Rewrite each of the records below with "place a point" changed to "put a dot" and nothing else altered. Leave the pictures out of your answer.

BEGIN SOURCE DATA

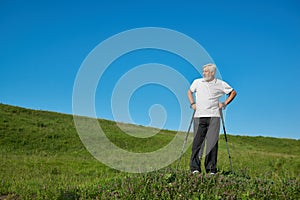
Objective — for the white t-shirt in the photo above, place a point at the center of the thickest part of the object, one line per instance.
(208, 95)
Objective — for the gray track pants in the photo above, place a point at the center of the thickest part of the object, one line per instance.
(209, 128)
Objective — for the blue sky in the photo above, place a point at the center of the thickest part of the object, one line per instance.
(255, 45)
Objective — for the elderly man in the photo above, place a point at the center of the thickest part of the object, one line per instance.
(208, 91)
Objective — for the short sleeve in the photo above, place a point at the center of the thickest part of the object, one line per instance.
(193, 86)
(226, 88)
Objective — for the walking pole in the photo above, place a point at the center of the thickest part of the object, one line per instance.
(224, 130)
(185, 140)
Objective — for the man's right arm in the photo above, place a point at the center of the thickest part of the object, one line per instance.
(191, 99)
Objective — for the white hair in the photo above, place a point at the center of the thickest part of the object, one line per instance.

END SOURCE DATA

## RESULT FOR THIS TASK
Objective — for the white t-shirt in the photo above, put a dot at the center of the thickest part of the object, one line per instance.
(208, 95)
Objective — for the gray track pants in the photo above, put a dot at the center of the thickest part of the object, one line per instance.
(209, 128)
Objective — for the blue sky in the photo above, put a dot at the center of the thickest part of the object, one line per instance.
(255, 45)
Objective — for the elderly man in the photo above, put a dot at the center of the thickest part of the object, one line per instance.
(208, 91)
Objective — for the short sleeve in the photo above, put a dot at the center of the thickest part of the object, one line per instance.
(193, 86)
(226, 88)
Objective — for the walking pole in the photo above, put a dot at the center of the thickest part of the object, one line per instance.
(224, 130)
(185, 140)
Objective — for the man's right arm in the photo above, put a dot at the center of the thickest part of the object, one line per instance.
(191, 99)
Objective — for the white hair in the photo above, put a dot at the center of the thickest part of the object, one line per instance.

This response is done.